ЗАДАНИЯ:
[1] Выведите из рецензии на спектакль «Лабардан-с» отрывок от «Студия театрального искусства.» до «композитор Григорий Гоберник.» включительно.
[2] Где происходит действие спектакля, согласно рецензии на «Лабардан-с»?
[3] Продолжите рецензию на спектакль «Лабардан-с» после ее последнего предложения.

ФРАГМЕНТ ТЕКСТА:
::::
«Лабардан-с». Сценическая версия СТИ по пьесе Н. В. Гоголя «Ревизор».
Студия театрального искусства.
Режиссер Сергей Женовач, сценография Александра Боровского, художник по свету Дамир Исмагилов, композитор Григорий Гоберник.
Действие спектакля происходит в бане. И сам по себе этот ход достаточно рискован с любых точек зрения. Начнем с того, что идея не нова — много сюжетов, в том числе и классических, уже разыгрывалось в разных помывочных заведениях, которые намекали и на зону комфорта, и на некое чистилище. А продолжим простым соображением: держать героев на протяжении всей пьесы в одной и той же специфической среде — это жесткий концепт, который неизбежно подгоняет спектакль под единственную образную и смысловую доминанту, грозящую наскучить зрителю задолго до конца представления. Однако Сергей Женовач и его постоянный соавтор, художник Александр Боровский, давно уже полюбили такой метод. И частокол берез в «Трех сестрах», и стены психиатрической клиники в «Мастере и Маргарите», и коммунальный дом с ячейками-квартирами в «Самоубийце» — режиссера и сценографа почему-то упорно не пугают концептуальные «единые установки», более того, они продолжают на них настаивать.
::::
ПЕРЕЧЕНЬ ЗАПИСЕЙ:
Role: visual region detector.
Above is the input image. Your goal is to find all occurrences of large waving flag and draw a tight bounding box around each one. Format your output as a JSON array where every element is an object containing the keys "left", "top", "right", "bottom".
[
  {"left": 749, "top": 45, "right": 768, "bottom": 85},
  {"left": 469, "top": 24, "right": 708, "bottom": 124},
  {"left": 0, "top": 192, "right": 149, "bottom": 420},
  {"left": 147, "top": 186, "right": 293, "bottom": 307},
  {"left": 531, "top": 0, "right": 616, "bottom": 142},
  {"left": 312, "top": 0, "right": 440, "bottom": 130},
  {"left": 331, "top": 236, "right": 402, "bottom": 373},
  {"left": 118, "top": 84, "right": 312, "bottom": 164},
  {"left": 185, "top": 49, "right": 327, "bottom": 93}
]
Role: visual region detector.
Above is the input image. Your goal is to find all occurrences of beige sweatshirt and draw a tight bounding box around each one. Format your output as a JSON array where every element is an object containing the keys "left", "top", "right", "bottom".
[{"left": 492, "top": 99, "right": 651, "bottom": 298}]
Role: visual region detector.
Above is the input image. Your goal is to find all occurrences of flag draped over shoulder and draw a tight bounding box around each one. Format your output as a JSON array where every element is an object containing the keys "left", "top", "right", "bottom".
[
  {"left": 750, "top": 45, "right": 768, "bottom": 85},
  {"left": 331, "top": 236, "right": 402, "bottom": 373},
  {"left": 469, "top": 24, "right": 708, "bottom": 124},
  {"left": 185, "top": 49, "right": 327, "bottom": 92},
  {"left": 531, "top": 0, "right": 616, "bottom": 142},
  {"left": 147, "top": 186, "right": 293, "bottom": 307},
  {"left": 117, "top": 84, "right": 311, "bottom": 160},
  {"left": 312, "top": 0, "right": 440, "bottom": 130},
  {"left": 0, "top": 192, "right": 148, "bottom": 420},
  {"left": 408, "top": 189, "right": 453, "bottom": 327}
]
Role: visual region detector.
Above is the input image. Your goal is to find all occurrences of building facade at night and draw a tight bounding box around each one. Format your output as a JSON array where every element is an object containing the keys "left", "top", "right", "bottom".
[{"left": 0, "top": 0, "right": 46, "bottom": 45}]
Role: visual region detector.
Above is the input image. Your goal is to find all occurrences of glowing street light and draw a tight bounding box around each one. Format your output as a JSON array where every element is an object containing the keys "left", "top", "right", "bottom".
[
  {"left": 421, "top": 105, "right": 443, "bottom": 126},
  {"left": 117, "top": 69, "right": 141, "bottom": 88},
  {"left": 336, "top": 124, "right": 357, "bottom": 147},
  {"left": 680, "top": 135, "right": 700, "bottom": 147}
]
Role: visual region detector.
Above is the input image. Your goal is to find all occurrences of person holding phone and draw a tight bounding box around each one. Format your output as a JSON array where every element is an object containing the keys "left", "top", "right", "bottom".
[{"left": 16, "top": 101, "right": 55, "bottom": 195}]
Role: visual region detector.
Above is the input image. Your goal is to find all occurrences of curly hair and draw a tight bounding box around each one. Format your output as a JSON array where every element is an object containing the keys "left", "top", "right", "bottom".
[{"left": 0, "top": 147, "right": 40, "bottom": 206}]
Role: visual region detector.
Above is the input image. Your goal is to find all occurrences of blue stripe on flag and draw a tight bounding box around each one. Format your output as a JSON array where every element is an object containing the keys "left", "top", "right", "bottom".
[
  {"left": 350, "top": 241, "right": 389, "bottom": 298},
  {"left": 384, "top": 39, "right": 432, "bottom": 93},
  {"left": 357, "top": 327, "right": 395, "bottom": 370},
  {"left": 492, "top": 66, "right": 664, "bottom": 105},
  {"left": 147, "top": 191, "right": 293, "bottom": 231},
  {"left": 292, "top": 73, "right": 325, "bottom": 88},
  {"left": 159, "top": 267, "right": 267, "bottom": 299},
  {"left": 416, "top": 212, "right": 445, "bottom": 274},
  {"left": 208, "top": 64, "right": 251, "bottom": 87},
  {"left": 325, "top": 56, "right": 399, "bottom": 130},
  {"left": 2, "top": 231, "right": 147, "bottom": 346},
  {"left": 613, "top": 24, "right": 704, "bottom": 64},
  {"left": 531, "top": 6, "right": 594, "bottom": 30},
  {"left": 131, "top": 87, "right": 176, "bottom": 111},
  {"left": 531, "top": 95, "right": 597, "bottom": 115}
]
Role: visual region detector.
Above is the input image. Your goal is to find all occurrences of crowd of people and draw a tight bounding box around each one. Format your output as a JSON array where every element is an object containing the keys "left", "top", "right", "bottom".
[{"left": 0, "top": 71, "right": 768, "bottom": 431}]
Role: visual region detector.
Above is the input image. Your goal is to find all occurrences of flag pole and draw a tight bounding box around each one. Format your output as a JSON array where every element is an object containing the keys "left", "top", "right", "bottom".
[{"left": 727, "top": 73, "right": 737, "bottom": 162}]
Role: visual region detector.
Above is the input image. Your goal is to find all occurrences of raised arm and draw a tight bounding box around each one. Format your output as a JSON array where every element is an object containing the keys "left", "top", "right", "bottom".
::::
ОТВЕТЫ ПО ЗАДАНИЯМ:
[1]
Студия театрального искусства.
Режиссер Сергей Женовач, сценография Александра Боровского, художник по свету Дамир Исмагилов, композитор Григорий Гоберник.

[2] В бане.

[3]
А если какая-то часть пьесы в силу своего конкретного места действия не монтируется с той единственной локацией, которую режиссер ей назначил, он эту часть попросту выбрасывает. Вот ведь незадача: Женовача по-прежнему записывают в убежденные традиционалисты, в святые почитатели литературных оригиналов, а он тем временем делает с этими оригиналами все, что ему заблагорассудится. И даже текст, при вроде бы бережном к нему отношении, в постановках этого режиссера уже давно играет далеко не решающую роль.
В спектакле «Лабардан-с», основанном на пьесе Гоголя «Ревизор», целиком вымарана сцена в гостинице, где Городничий посещает Хлестакова, — ее-то уж точно в банный зал никак не поместишь. В результате мы впервые встречаемся с Иваном Александровичем уже в тот момент, когда его бесчувственное вследствие обильных возлияний тело вносят на руках чиновники города N. Поскольку все здесь, включая Хлестакова, ходят практически нагишом, прикрытые лишь белыми купальными простынями, эта пластическая композиция отчетливо напоминает Пьету. Будут и еще подобные аналогии, где Городничий, а затем и Осип несут на руках обмякшую «важную особу». И далее, когда персонажи образуют множество групповых композиций, подозрительно напоминающих живописные полотна на библейские сюжеты. Одна из самых частых такова: люди, сбившиеся в кучки, сомкнувшиеся обнаженными плечами и прикрывшие причинные места белыми «набедренными повязками», благоговейно взирают на «явление» Инкогнито чиновничьему народу.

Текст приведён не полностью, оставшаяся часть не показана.